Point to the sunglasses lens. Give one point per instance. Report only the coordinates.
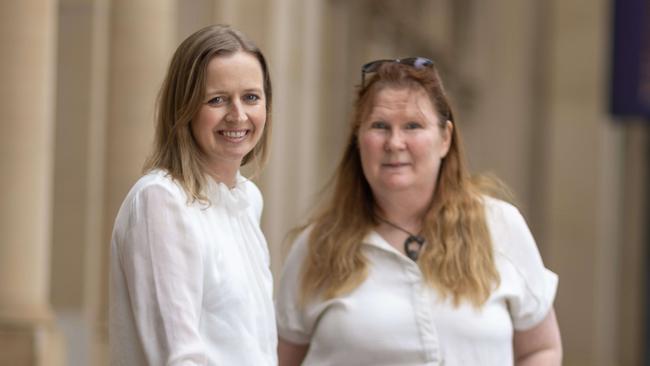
* * *
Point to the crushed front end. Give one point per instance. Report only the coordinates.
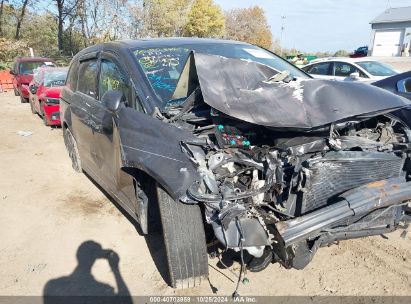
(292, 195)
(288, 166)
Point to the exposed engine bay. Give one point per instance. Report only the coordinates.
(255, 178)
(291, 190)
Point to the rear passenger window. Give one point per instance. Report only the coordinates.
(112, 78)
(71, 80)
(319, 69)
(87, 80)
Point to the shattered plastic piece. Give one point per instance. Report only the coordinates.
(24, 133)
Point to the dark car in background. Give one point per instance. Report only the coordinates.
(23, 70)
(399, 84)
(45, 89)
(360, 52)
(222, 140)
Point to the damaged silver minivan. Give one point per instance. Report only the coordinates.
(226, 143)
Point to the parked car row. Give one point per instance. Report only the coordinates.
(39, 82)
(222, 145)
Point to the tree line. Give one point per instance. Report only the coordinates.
* * *
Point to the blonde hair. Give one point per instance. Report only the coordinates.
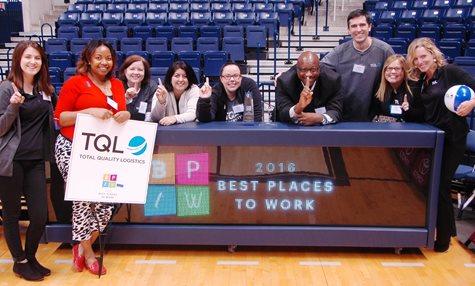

## WHAT IS NEEDED
Copy the lines of the listing above verbatim, starting at the line that contains "Point to the dark" and ending at the line that contains "Point to the tree", with both of those lines included.

## PROBLEM SOLUTION
Point to the dark car in background. Give one point per instance. Report only the coordinates.
(23, 70)
(399, 84)
(45, 89)
(360, 52)
(222, 140)
Point to the damaged silver minivan. Give one point per instance. Report only the coordinates.
(226, 143)
Point to the parked car row. Give one point per instance. Report only the coordinates.
(39, 82)
(222, 145)
Point to the tree line. Give one point per instance. Report only the coordinates.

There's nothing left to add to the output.